> [TASK REQUIREMENTS]: An exact copy of every entry is required, minus the pictures.

%%

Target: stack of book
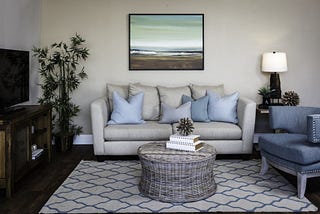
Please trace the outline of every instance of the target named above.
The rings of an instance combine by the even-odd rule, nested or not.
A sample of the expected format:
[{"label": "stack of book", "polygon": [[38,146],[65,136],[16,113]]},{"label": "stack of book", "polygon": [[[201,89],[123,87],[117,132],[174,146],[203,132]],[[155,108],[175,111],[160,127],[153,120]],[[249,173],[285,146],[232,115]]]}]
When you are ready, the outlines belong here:
[{"label": "stack of book", "polygon": [[32,160],[37,159],[43,152],[43,149],[36,149],[32,151]]},{"label": "stack of book", "polygon": [[199,140],[200,135],[179,135],[173,134],[170,136],[170,141],[167,141],[168,149],[177,149],[184,151],[199,151],[203,148],[204,141]]}]

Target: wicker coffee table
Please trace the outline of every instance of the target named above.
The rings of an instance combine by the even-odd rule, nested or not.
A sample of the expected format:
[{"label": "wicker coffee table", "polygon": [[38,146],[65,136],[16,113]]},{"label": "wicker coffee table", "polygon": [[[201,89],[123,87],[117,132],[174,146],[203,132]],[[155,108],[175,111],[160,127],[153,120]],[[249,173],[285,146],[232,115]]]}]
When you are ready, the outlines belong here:
[{"label": "wicker coffee table", "polygon": [[165,143],[139,147],[142,173],[139,190],[159,201],[189,202],[216,192],[214,147],[205,144],[198,152],[166,149]]}]

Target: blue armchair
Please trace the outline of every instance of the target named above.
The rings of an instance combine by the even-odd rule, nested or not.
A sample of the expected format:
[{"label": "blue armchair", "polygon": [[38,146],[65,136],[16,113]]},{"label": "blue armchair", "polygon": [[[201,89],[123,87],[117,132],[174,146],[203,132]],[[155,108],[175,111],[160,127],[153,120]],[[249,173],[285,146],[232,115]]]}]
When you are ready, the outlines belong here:
[{"label": "blue armchair", "polygon": [[303,198],[307,178],[320,176],[320,108],[271,106],[270,126],[287,133],[259,138],[262,156],[260,174],[268,164],[297,176],[298,197]]}]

%%

> [SOLUTION BELOW]:
Target: stack of book
Please trace the outline of every instance of the target named above.
The rings of an instance combine by the even-odd rule, nested or not.
A sample of the expected format:
[{"label": "stack of book", "polygon": [[38,146],[65,136],[16,113]]},{"label": "stack of book", "polygon": [[[201,89],[123,87],[117,132],[174,146],[203,132]],[[155,108],[175,111],[160,127],[153,120]],[[249,173],[285,146],[232,115]]]}]
When you are ready, the outlines belong here:
[{"label": "stack of book", "polygon": [[32,160],[37,159],[43,152],[43,149],[36,149],[32,151]]},{"label": "stack of book", "polygon": [[199,140],[200,135],[179,135],[173,134],[170,136],[170,141],[167,141],[168,149],[177,149],[184,151],[199,151],[203,148],[204,141]]}]

Target: wicker coffee table
Please trace the outline of every instance of the target named above.
The rings of an instance combine by the even-odd rule, nested or not.
A sample of the expected format:
[{"label": "wicker coffee table", "polygon": [[38,146],[65,136],[16,113]]},{"label": "wicker coffee table", "polygon": [[[201,89],[123,87],[117,132],[174,146],[203,132]],[[155,108],[175,111],[160,127],[153,120]],[[249,173],[285,146],[232,115]]]}]
When you are ready, the outlines belong here:
[{"label": "wicker coffee table", "polygon": [[165,143],[139,147],[142,173],[139,190],[159,201],[189,202],[216,192],[214,147],[205,144],[198,152],[166,149]]}]

Target: blue armchair
Please trace the outline of every instance of the target named above.
The rings of an instance combine by the even-odd rule, nested or not.
A sample of the expected format:
[{"label": "blue armchair", "polygon": [[38,146],[65,136],[16,113]]},{"label": "blue armchair", "polygon": [[[201,89],[123,87],[117,132],[174,146],[203,132]],[[155,108],[175,111],[160,127],[153,120]],[[249,173],[285,146],[232,115]]]}]
When you are ready, the outlines belong here:
[{"label": "blue armchair", "polygon": [[303,198],[307,178],[320,176],[320,108],[271,106],[270,126],[287,133],[259,138],[262,156],[260,174],[268,164],[297,176],[298,197]]}]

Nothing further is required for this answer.